[Dataset records]
######
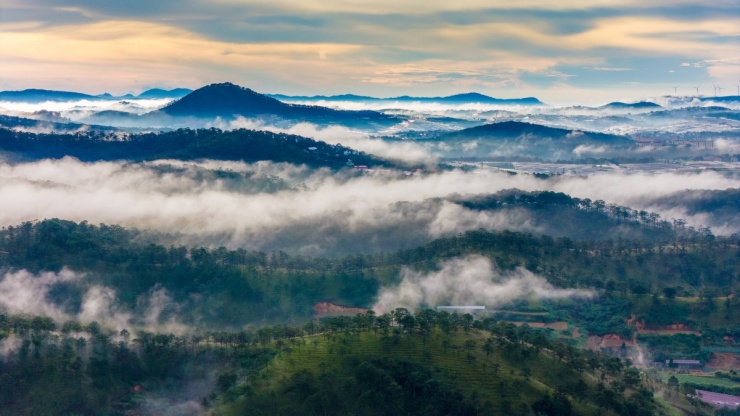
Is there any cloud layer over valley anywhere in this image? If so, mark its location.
[0,158,740,255]
[373,256,595,313]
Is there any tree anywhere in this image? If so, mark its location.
[481,337,495,357]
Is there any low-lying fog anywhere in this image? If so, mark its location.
[0,158,740,255]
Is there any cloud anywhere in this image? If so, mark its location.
[373,256,595,313]
[0,269,81,321]
[0,158,740,255]
[214,117,433,163]
[573,144,607,157]
[0,268,187,334]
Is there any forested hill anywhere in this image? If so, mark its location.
[0,220,740,327]
[0,129,390,169]
[155,82,399,124]
[438,121,633,146]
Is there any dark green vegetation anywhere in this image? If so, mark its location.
[156,82,400,125]
[0,129,389,169]
[269,92,543,105]
[0,220,740,330]
[0,309,707,415]
[415,121,635,161]
[0,208,740,415]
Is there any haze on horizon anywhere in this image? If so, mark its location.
[0,0,740,104]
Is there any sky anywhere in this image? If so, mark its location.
[0,0,740,104]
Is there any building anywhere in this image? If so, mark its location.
[696,390,740,409]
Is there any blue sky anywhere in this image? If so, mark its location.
[0,0,740,103]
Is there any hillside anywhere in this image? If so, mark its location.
[155,83,399,124]
[0,220,740,328]
[136,88,193,99]
[598,101,663,110]
[0,129,390,169]
[215,316,684,415]
[0,89,101,103]
[437,121,632,146]
[270,92,544,106]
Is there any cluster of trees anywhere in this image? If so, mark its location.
[226,308,657,415]
[0,128,390,169]
[0,219,740,334]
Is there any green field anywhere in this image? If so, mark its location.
[661,373,740,388]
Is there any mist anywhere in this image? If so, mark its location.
[0,268,187,334]
[373,256,595,313]
[0,158,740,255]
[212,117,434,163]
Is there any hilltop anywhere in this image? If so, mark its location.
[156,82,399,124]
[0,128,390,169]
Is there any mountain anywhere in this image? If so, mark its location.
[270,92,545,106]
[156,82,399,124]
[136,88,193,99]
[0,89,101,103]
[598,101,663,110]
[439,121,633,145]
[0,125,390,169]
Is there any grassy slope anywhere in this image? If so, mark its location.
[223,330,624,415]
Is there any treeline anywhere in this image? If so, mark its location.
[223,308,658,415]
[0,128,390,169]
[0,219,740,332]
[0,308,656,415]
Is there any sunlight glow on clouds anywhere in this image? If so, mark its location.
[0,0,740,101]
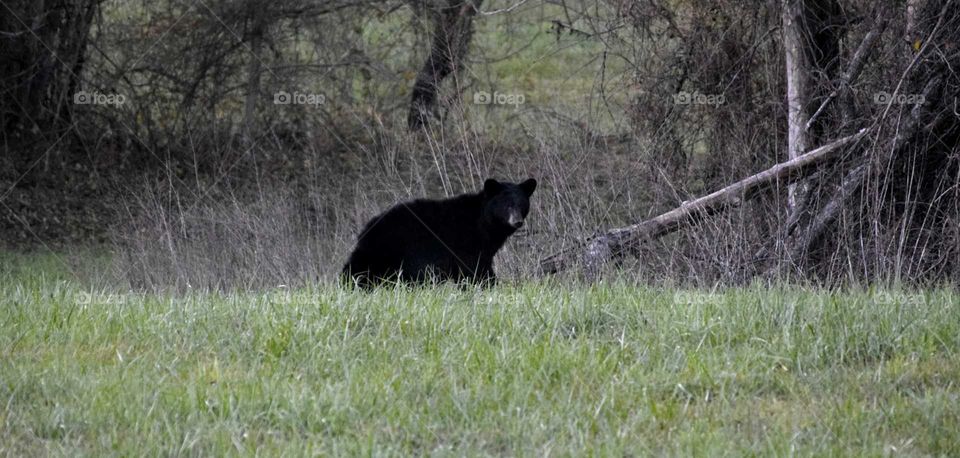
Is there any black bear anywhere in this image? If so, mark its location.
[343,178,537,288]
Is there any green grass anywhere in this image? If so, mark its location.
[0,256,960,456]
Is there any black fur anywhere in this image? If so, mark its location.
[343,178,537,288]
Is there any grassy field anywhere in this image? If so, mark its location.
[0,257,960,456]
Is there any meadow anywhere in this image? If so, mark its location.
[0,255,960,456]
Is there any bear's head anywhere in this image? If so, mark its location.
[481,178,537,231]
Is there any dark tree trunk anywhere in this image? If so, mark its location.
[407,0,483,130]
[0,0,101,168]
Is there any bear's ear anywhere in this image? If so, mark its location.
[483,178,503,197]
[520,178,537,197]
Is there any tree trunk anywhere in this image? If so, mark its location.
[781,0,812,220]
[407,0,483,130]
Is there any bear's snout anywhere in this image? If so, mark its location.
[507,212,523,229]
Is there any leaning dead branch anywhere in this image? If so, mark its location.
[540,129,868,279]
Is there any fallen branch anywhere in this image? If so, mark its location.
[540,129,867,279]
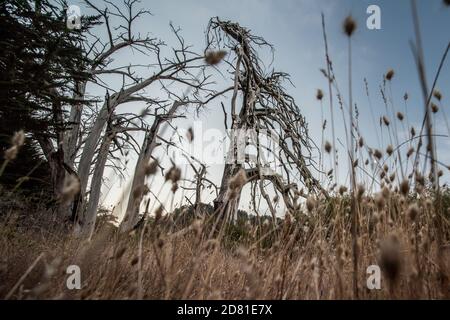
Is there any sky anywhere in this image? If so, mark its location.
[74,0,450,218]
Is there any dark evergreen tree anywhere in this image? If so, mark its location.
[0,0,97,195]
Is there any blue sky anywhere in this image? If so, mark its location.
[77,0,450,215]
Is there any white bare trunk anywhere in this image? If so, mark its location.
[81,134,111,237]
[64,82,86,169]
[120,101,184,232]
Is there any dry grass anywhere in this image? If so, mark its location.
[0,187,449,299]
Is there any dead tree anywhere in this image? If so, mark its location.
[72,0,230,233]
[207,18,322,219]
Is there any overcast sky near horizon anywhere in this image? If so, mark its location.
[75,0,450,218]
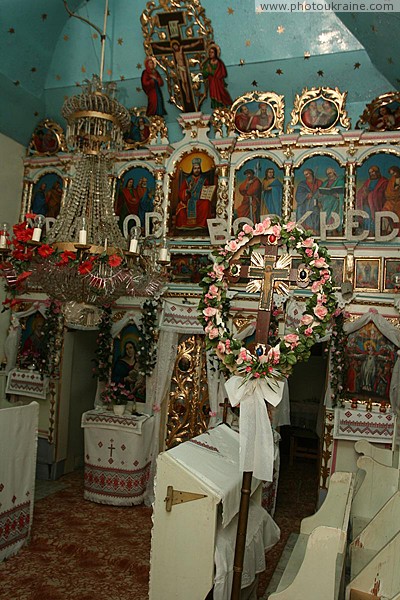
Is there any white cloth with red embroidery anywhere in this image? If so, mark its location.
[225,375,285,481]
[0,402,39,562]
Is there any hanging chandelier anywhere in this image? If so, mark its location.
[0,0,169,306]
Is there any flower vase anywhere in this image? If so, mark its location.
[113,404,125,417]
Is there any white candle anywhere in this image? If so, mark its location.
[32,227,42,242]
[129,239,138,252]
[158,248,169,262]
[79,229,87,245]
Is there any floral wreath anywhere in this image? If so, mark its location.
[199,217,337,379]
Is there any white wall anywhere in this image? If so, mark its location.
[0,133,26,361]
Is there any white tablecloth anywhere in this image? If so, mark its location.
[82,410,154,506]
[0,402,39,561]
[168,425,260,527]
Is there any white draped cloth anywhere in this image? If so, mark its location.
[0,402,39,561]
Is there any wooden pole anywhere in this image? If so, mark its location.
[231,471,253,600]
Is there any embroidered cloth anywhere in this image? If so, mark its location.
[0,402,39,561]
[82,410,154,506]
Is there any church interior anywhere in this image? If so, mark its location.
[0,0,400,600]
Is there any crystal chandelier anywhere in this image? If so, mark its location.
[0,0,169,305]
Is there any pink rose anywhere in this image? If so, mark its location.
[314,304,328,320]
[225,240,239,252]
[208,327,219,340]
[311,281,324,294]
[285,221,296,232]
[300,314,314,325]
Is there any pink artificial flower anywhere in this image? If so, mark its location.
[311,280,324,294]
[283,333,299,350]
[208,327,219,340]
[311,256,328,269]
[217,342,225,354]
[314,304,328,321]
[300,314,314,325]
[225,240,239,252]
[301,238,314,248]
[203,306,218,317]
[285,221,296,232]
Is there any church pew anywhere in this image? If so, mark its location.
[346,531,400,600]
[351,456,400,539]
[270,472,354,600]
[349,492,400,579]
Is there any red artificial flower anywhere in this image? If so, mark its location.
[78,260,93,275]
[108,254,122,267]
[57,250,76,267]
[15,271,32,287]
[38,244,54,258]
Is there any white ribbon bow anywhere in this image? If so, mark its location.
[225,375,285,481]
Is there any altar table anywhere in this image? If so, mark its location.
[0,402,39,562]
[82,410,154,506]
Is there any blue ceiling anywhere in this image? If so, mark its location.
[0,0,400,145]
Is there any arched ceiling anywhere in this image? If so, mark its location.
[0,0,400,145]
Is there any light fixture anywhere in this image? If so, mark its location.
[0,0,169,305]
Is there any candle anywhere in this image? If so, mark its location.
[129,239,138,253]
[158,248,169,262]
[32,227,42,242]
[79,229,87,245]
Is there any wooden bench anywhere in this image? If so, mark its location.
[269,472,354,600]
[351,454,400,539]
[346,491,400,600]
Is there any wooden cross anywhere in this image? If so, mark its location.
[228,238,298,343]
[108,440,115,458]
[151,11,205,112]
######
**TASK OBJECTIVE:** Rescale every line from the start of the material through the line containing "[212,117,434,163]", keeping the text lines unchanged and multiplying each coordinate in the answers by 1.1, rounded to whole numbers with halves rounded up. Leave the pictures out of your answer.

**THE REPLY:**
Is there any cloud layer over valley anywhere in this image? If so, mark its location.
[0,174,814,281]
[410,282,655,344]
Is there any tree anywhere in this image? If so, mark its location.
[529,371,545,393]
Is there any low-lying fog anywhere in this image? If so, mark its location.
[0,174,814,281]
Is there any cloud anywhere in this image? If so, mark its location.
[410,282,655,344]
[0,296,89,353]
[0,174,814,281]
[235,129,476,179]
[630,158,668,173]
[0,295,206,367]
Is there any forested hill anywhere in this image? If so, mark its location.
[0,242,814,360]
[0,142,429,186]
[171,90,439,136]
[482,133,696,161]
Is there any dark green vegetation anywhere in this image? If so, mark its location.
[172,90,440,138]
[0,142,428,186]
[296,101,597,116]
[0,242,814,363]
[0,340,778,457]
[457,133,699,177]
[0,229,814,457]
Is there any haze on horizon anywhere in this image? If so, mark its location.
[0,0,814,114]
Is there any sky anywhere in this image? If so, mark its location.
[0,0,814,114]
Is there any building anywhere in this image? If so, mark its location.
[766,429,814,450]
Is there any blue sky anywhere in this image? If so, mark its location.
[0,0,814,113]
Is there any hillside anywhere in this image? If so, mark its location.
[171,91,439,136]
[0,242,814,361]
[150,97,212,109]
[658,111,729,121]
[0,142,429,186]
[237,348,752,457]
[0,98,111,113]
[481,133,695,161]
[297,101,598,117]
Is there any cluster of trees anywhere in this image? If so, mark its location.
[249,339,723,457]
[0,141,429,186]
[0,241,814,367]
Is there any green field anywhere in this image? If so, mark its location.
[727,410,814,427]
Is there any mist anywhere in this image? If so, mark its location.
[0,295,206,367]
[410,282,655,344]
[0,174,814,281]
[233,129,477,179]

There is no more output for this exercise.